> _YOUR TASK_: Update the data from its start through the line containing "1 206 L 416" by replacing "dark wooden background" with "dark timber background" and leaving everything else unchanged. Give only those lines, without the pictures.

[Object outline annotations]

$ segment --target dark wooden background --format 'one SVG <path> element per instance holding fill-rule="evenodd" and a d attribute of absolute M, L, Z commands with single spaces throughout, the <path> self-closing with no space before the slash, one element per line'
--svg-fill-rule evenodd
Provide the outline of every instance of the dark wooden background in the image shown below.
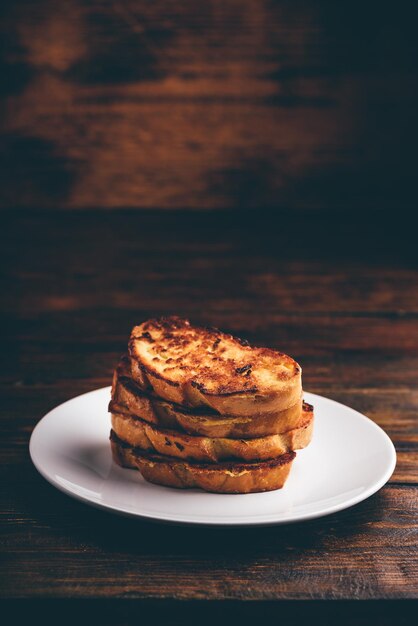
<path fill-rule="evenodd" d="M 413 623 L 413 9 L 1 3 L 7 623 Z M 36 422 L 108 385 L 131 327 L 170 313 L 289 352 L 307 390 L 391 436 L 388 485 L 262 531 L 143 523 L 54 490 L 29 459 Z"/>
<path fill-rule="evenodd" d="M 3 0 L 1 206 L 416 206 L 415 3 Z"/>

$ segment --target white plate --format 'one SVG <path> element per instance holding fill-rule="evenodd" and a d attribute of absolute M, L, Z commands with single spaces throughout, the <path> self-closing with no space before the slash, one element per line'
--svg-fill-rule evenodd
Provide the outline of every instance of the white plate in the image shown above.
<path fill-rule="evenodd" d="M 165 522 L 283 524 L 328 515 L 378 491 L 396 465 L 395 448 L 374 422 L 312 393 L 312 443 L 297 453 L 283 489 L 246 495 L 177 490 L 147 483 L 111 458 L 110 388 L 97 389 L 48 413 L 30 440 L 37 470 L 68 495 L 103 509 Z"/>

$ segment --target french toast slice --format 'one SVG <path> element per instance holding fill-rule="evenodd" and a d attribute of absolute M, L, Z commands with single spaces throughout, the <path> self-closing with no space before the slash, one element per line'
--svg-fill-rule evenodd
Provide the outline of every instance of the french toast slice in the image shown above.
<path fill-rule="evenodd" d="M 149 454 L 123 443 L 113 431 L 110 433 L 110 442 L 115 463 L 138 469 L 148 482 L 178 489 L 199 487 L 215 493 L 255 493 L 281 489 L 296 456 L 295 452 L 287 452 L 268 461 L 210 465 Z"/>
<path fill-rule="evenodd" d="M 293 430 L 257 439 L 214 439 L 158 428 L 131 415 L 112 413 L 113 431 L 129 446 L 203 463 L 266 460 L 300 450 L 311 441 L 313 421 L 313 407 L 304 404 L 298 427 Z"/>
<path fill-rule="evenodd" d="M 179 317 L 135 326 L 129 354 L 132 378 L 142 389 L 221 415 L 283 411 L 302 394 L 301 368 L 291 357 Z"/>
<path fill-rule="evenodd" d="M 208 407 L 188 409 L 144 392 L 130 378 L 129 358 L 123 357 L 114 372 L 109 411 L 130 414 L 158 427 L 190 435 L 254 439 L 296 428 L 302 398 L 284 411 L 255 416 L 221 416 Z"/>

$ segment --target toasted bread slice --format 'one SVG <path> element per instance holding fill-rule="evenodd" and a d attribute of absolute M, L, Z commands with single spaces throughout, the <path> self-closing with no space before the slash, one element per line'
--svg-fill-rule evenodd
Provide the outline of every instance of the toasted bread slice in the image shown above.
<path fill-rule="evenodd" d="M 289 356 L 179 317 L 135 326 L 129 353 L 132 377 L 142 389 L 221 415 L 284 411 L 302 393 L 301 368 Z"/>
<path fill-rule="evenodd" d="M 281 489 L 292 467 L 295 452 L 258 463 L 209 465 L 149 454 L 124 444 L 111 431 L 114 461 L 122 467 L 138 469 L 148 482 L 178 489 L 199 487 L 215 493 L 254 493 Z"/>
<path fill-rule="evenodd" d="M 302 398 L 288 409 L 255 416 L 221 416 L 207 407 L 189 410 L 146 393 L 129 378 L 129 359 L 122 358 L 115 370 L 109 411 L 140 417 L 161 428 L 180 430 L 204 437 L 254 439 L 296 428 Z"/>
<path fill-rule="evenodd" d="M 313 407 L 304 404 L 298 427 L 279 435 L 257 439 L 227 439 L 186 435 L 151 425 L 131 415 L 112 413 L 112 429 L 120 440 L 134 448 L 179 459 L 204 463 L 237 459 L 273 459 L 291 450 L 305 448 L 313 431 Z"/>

> _REPLY TO THE TASK_:
$ segment --target dark timber background --format 'one SVG <path> element per instance holding fill-rule="evenodd" and a d attribute of absolute M, L, Z commands with single spaces throughout, the <path> self-closing with no space before the slash, one element per line'
--svg-fill-rule evenodd
Provide the outline of every instance of the dark timber background in the image shown below.
<path fill-rule="evenodd" d="M 413 623 L 413 9 L 1 3 L 7 623 Z M 36 422 L 108 385 L 131 327 L 170 313 L 289 352 L 307 390 L 391 436 L 388 485 L 262 531 L 143 523 L 54 490 L 29 459 Z"/>
<path fill-rule="evenodd" d="M 3 0 L 1 206 L 416 206 L 415 3 Z"/>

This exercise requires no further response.